▶ WHAT TO PRODUCE
Reproduce the data exactly and drop any pictures it holds.

** start of RECORDS FOR PROCESSING **

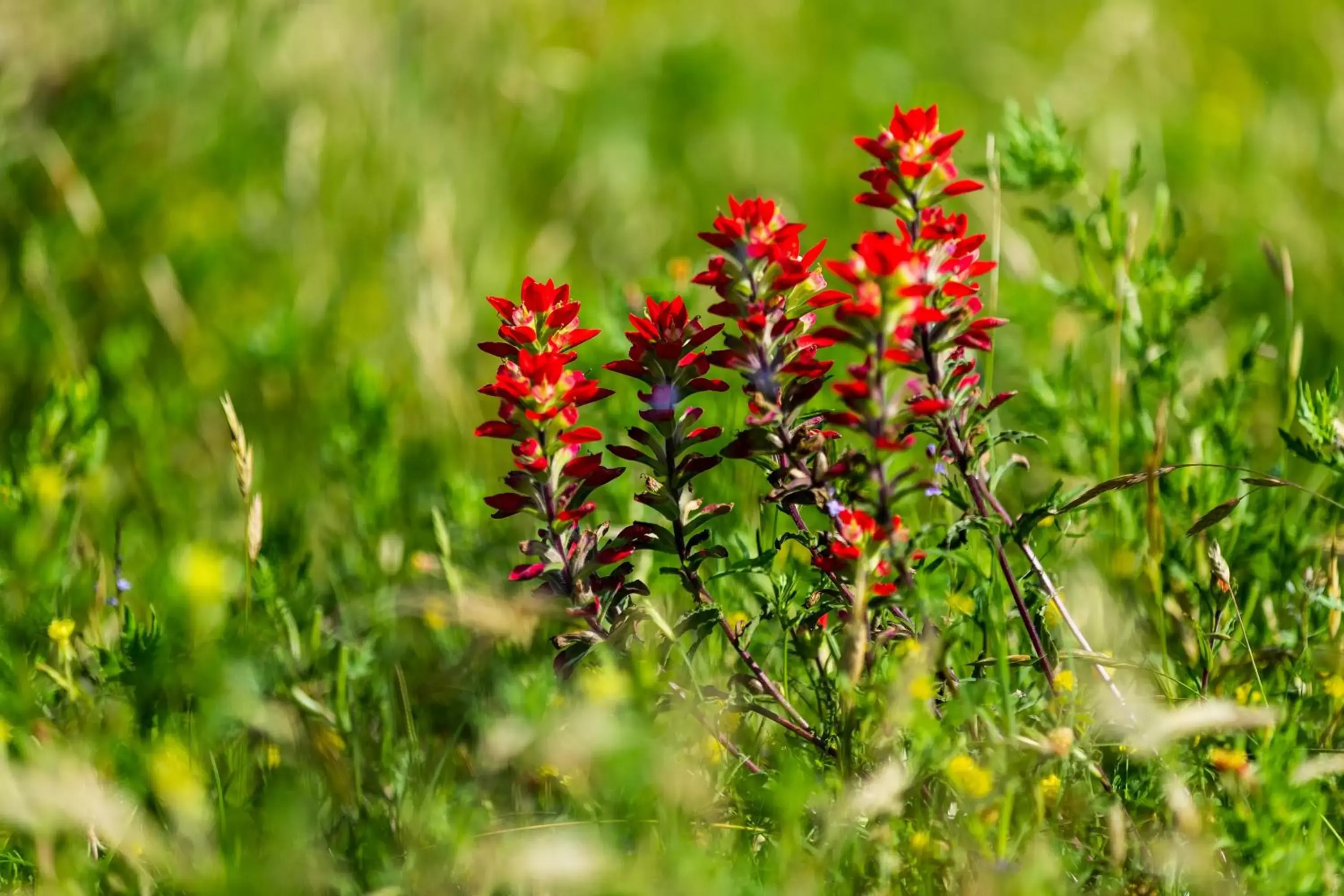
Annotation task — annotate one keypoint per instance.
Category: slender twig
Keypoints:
(961, 458)
(1051, 590)
(757, 672)
(714, 732)
(780, 720)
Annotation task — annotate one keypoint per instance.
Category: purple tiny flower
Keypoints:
(664, 397)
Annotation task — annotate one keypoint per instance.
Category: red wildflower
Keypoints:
(910, 151)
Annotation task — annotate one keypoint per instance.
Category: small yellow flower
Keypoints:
(436, 614)
(969, 777)
(1061, 741)
(604, 684)
(1228, 759)
(921, 688)
(961, 605)
(60, 630)
(1051, 614)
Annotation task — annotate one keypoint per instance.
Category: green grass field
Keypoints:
(257, 624)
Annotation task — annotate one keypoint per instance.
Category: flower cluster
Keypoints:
(913, 299)
(857, 542)
(666, 358)
(762, 280)
(539, 400)
(914, 160)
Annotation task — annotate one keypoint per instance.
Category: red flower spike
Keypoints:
(581, 435)
(507, 503)
(929, 406)
(525, 571)
(959, 187)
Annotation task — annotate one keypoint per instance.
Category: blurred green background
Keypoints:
(306, 203)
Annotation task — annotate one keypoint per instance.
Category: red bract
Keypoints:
(664, 355)
(539, 400)
(765, 272)
(545, 320)
(914, 160)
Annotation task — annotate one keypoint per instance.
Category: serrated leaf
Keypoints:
(1304, 450)
(1029, 520)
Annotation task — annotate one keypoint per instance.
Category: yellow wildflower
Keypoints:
(969, 777)
(1229, 759)
(1051, 614)
(1061, 741)
(60, 630)
(961, 605)
(737, 620)
(436, 614)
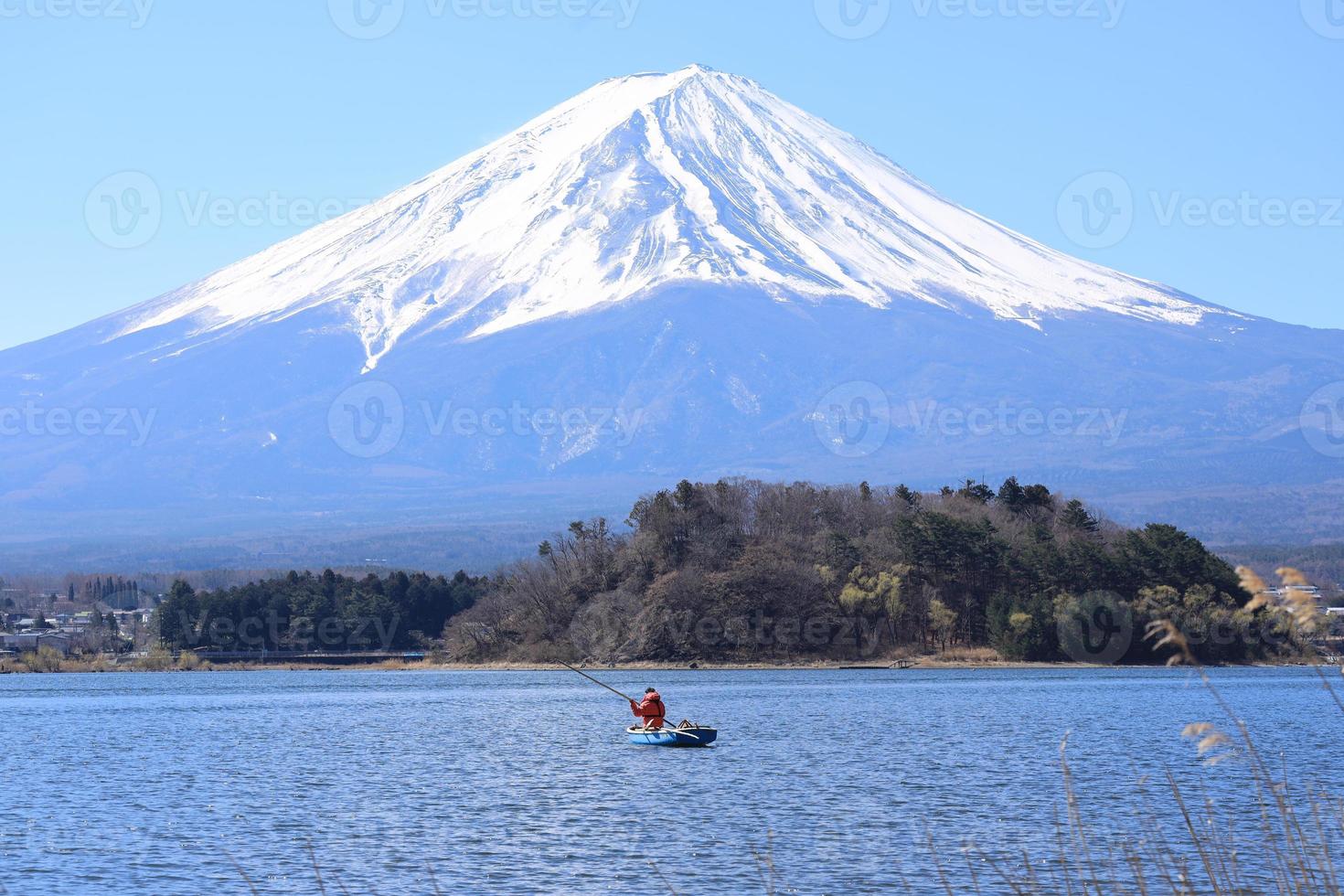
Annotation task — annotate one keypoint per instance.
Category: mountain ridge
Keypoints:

** end of RECORDS FOR PROCESSING **

▶ TASK ANSWER
Annotation task — annotate one keypoint per instance.
Category: slender twig
Keypoints:
(961, 458)
(1051, 590)
(757, 672)
(714, 732)
(780, 720)
Annotation task — annotate one keypoint per instance.
Category: purple tiny flower
Keypoints:
(664, 397)
Annotation task — annotate one keypoint per instance.
Category: red wildflower
Keypoints:
(910, 151)
Annotation task — annotate one keypoint per instance.
Category: small yellow flower
Keypoints:
(436, 614)
(969, 777)
(1061, 741)
(604, 684)
(1228, 759)
(921, 688)
(961, 605)
(60, 630)
(1051, 614)
Annotation task — annotate one keypoint per instance.
Category: green grass field
Keypoints:
(257, 624)
Annotation task — annotate one keypoint per instance.
Category: flower cluster
Keypoints:
(913, 299)
(857, 542)
(666, 358)
(762, 280)
(539, 400)
(914, 160)
Annotation task — annotate one keypoint per instance.
Category: red flower spike
Keypoints:
(581, 435)
(507, 503)
(929, 406)
(525, 571)
(959, 187)
Annotation task — annotate one keypoint per instance.
Category: blurred green background
Keypoints:
(306, 203)
Annotation task — annotate one keypoint per instance.
Category: red bract
Keypoints:
(664, 355)
(539, 400)
(765, 272)
(545, 320)
(914, 160)
Annotation task — annotate one keypoint per instance.
Category: serrated leaf
Keypoints:
(1304, 450)
(1029, 520)
Annotation task — annotate one keypoint per instance.
Category: yellow wildflower
Keypoints:
(969, 777)
(1229, 759)
(1051, 614)
(1061, 741)
(60, 630)
(961, 605)
(737, 620)
(436, 614)
Annotation task — annotate one keypoint per instance.
Category: mountain ridge
Keypoints:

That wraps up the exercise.